### ENUNCIADO DA TAREFA
Diga se cada afirmação abaixo está de acordo com o trecho sobre palhaços e imigrantes. Responda sim ou não e cite, entre aspas, as palavras exatas do trecho que decidem a questão.
(a) Nos exercícios não-verbais das oficinas, os participantes se comunicam em silêncio.
(b) Com o grupo de homens turcos, Nadja formou duplas que deviam conversar entre si.
(c) Para Nadja, as quedas de um palhaço são verdadeiras quedas.

### TRECHO DO DOCUMENTO
· · · · ·
A chave, segundo ela, reside na resiliência do palhaço. Para fazer graça, o artista busca o erro: usa roupas largas, procura o absurdo. Tropeça e cai, de propósito — para logo depois levantar. “As quedas de um palhaço não são quedas”, diz Nadja. “São rodopios”. No palhaço, aquilo que é apontado como um erro — o andar claudicante, as roupas espalhafatosas — vira um trunfo. Para Nadja, algo parecido acontece entre imigrantes: “Quando nos tornamos imigrantes, parece que nos tornamos errados”, conta. “Não sei me comportar do jeito certo, falar do jeito certo. Isso, unido às dificuldades práticas do dia a dia, limita muito e desencoraja a integração”

Parte do trabalho nas oficinas consiste na realização de exercícios não-verbais. Em silêncio, se comunicando apenas com as expressões e o corpo, os participantes tentam se soltar e construir vínculos. A estratégia busca transpor uma dificuldade comum entre imigrantes, que nem sempre falam a língua do país de destino: “Você se vê num mundo onde, de repente, é analfabeto de novo. E, com estes exercícios de improviso, a gente trabalha a presença, o olhar, e dessa forma acessamos a nossa vulnerabilidade” , explica. “É a partir da vulnerabilidade que a gente se conecta com o outro”.

É assim, também, que Nadja se aproxima das pessoas que participam do workshop. No começo das atividades, às vezes acontece de parte do grupo demorar a se enturmar. Nadja viveu isso tempos atrás, numa atividade que envolveu um grupo de homens turcos: “Eles interagiam somente com homens. Quando cheguei para ministrar a atividade, me olharam de um jeito estranho. Havia uma questão de gênero forte”, conta. A saída foi usar o estranhamento a seu favor. Nadja dividiu a turma em duplas, que deviam se encarar sem dizer palavra. Parte das duplas era formada por um homem e uma mulher. “É um exercício que traz muitas emoções à tona”, conta. “Muitos relaxaram neste momento, se abraçaram e, a partir deste exercício, passaram a conversar mais. Inclusive com as mulheres,de forma mais harmônica e respeitosa”. Foi uma saída pensada de improviso, e que funcionou: “Nós, que utilizamos exercícios de improviso, nunca estamos despreparados para o desconhecido”, define.
· · · · ·
### DADOS FORNECIDOS
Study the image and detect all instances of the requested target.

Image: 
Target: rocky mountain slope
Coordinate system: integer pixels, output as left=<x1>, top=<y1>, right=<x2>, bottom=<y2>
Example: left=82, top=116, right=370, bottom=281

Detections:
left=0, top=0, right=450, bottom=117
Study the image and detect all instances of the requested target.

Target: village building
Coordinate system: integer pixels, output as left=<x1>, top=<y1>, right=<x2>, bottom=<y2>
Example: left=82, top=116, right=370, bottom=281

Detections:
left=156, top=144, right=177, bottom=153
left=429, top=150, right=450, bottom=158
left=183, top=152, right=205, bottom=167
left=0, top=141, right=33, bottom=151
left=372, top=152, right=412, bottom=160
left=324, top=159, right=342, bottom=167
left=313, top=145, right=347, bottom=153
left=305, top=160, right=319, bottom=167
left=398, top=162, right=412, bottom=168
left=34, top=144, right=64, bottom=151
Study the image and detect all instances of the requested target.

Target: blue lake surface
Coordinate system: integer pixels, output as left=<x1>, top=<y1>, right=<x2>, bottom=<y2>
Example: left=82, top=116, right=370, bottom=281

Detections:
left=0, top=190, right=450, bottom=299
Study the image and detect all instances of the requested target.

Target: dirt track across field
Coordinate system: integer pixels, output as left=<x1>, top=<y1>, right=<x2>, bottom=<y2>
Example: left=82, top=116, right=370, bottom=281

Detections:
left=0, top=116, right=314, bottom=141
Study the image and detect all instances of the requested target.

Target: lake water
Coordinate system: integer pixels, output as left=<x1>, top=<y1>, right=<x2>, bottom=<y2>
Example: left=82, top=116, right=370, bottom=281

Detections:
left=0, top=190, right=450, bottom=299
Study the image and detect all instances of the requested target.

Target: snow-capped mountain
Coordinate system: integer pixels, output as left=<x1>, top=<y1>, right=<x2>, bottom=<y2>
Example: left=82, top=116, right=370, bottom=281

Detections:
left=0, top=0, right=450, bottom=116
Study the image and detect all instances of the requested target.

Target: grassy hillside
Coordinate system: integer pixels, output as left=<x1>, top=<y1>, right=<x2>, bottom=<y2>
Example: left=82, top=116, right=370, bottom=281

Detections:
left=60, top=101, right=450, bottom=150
· · · · ·
### RESPOSTA DA TAREFA
(a) Sim: “Em silêncio, se comunicando apenas com as expressões e o corpo”.
(b) Não: “que deviam se encarar sem dizer palavra”.
(c) Não: “As quedas de um palhaço não são quedas”.